Задания:
A: Проверьте по рассказу о морском походе, верны ли утверждения: (i) на кренометре критический крен был обозначен как 45º; (ii) Нинбург из-за качки не стал обедать; (iii) от Лов губы до Наумихи в спокойную погоду около двух часов хода. На каждое ответьте «да» или «нет» и приведите слова рассказа, которые это решают.
B: Продолжите рассказ о морском походе, начав сразу после его последнего предложения.

Текст для чтения:
--- --- ---

Собственно, цель была достигнута. Неиссякаемый источник мелководных портландий в трех часах хода от Станции был найден, но возвращаться домой мы, ясное дело, не стали. Рядом находилась Порья губа, в которой ни один из нас никогда не бывал, и нам очень хотелось туда попасть. Поэтому, взяв еще один трал на выходе из Лов губы, и убедившись, что портландия там не водится, мы двинулись в сторону кута залива. Ходу до Порьей из Лов губы не больше часа, но попали мы туда только на следующий день. Едва мы подняли и промыли трал, как поднялся ветер. Знаменитый осенний шалонник – известный во всем мире своим коварством зюйд-вест. Мы шли лагом к волне и очень скоро убедились, что крен на каждой четвертой или пятой волне достигает 43º. В такие моменты нижняя часть вант ложилась на воду, и казалось, что еще немного, и мы начнем черпать бортом. На кренометре, висевшем в рубке, красными линиями был обозначен крен критический. Он составлял 45º. Это было очень похоже на правду. Капитан сказал, что дальше он лагом к волне не пойдет. Повернули носом на волну и пошли мимо Средних луд к Наумихе, причем капитан сказал, что с этого и надо было начинать: там-то, мол, судя по моей фамилии, мне самое место. Я тогда по молодости качку переносил много лучше, чем сейчас, но мысль об обеде отогнал, как заведомо неправильную. Да и все остальные тоже не стремились на камбуз. Нинбург пошел туда один. Правда, он уговорил меня пойти с ним вместе, но когда я спустился вниз и в нос мне ударил кухонный дух, я мигом вылетел на палубу и принялся усердно дышать соленым ветром, чтобы не расстаться, по крайней мере, хоть с завтраком. Он же навернул две тарелки борща и пару стаканов компота, после чего очень довольный поднялся наверх покурить. Я смотрел на него с ужасом. Курение в такой обстановке казалось мне абсолютно невозможным. Шли мы долго, часа, наверное, три. Вообще-то от Лов губы до Наумихи в спокойную погоду около двух часов хода, но мы шли против волны и против ветра. Уже в темноте спрятались в какой-то небольшой губке, поужинали и когда все легли спать, мы с Нинбургом отправились в салон, разбирать последний трал. Когда мы вошли, в салоне было темно, и меня поразило, что в тазу на палубе ярким синевато-зеленым светом вспыхивало какое-то животное. Оказалось, что это – Ophiacantha bidentata. Мистический свет пробегал вдоль ее лучей с быстротой молнии. Я и понятия не имел, что она способна светиться.

--- --- ---

Собранный материал:
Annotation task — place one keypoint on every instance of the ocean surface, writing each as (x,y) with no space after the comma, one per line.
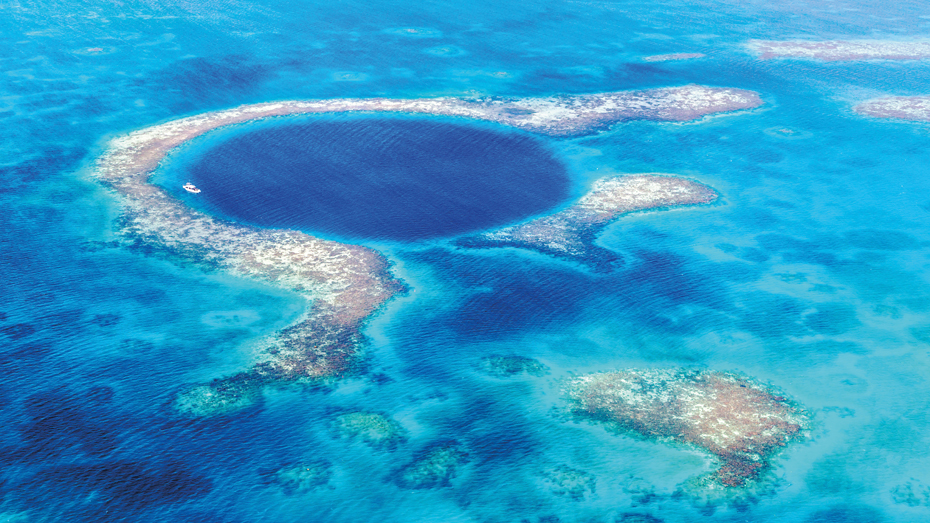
(809,273)
(375,178)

--- --- ---

Ответы:
A:
(i) Да: «Он составлял 45º».
(ii) Нет: «Он же навернул две тарелки борща и пару стаканов компота».
(iii) Да: «от Лов губы до Наумихи в спокойную погоду около двух часов хода».

B:
В губу доходила слабая, очень пологая и низкая зыбина. Я ее не заметил, но когда мы принялись за разборку, Нинбург к моему великому изумлению укачался и ушел в кубрик на койку. Так закончился второй день нашего рейса.
На следующий день в среду 7 ноября ветер стих, волна улеглась, и мы беспрепятственно пришли в Порью губу. Там мы взяли четыре трала, а вечером у нас был праздничный ужин с утятиной. Несмотря на вчерашний шторм, уток с вант не сдуло, так что все прошло замечательно. После ужина устроили фейерверк из пароходных ракет и фальшфейеров. Наша попутчица Надя была в восторге. Переходить в Колвицу решили ночью, так как для работы у нас оставался всего один день – четверг. В пятницу утром Нинбург должен был отправиться в Чупу и дальше домой.
Никогда не забуду следующего утра. Когда я вышел на палубу, судно стояло во льду посредине входа в Колвицу как раз между горами Белой и Окатьевой. Занималась поздняя северная заря, на горах лежал темно-синий снег, а тучи над ним были расцвечены всеми оттенками розового, переходящего в желтый. Вот тогда-то я и понял, что все мистические краски Рокуэлла Кента на самом деле представляют собой самый обычный социалистический реализм. Работы в Колвице, увы, не состоялись. Она уже настолько замерзла, что войти в нее было совершенно невозможно. А жаль. Теперь я знаю, что в ней мы смогли бы набрать достаточное количество материала для моих опытов, от чего моя работа могла бы стать лучше, чем она получилась.
В течение долгих лет Колвица оставалась мой недостижимой мечтой. Мне довелось там поработать лишь спустя десятилетие, но до сих пор, когда попадаю в те края, я вспоминаю свое первое впечатление об этой красивейшей и суровой губе. До сих пор она – одно из самых моих любимых мест на Белом море.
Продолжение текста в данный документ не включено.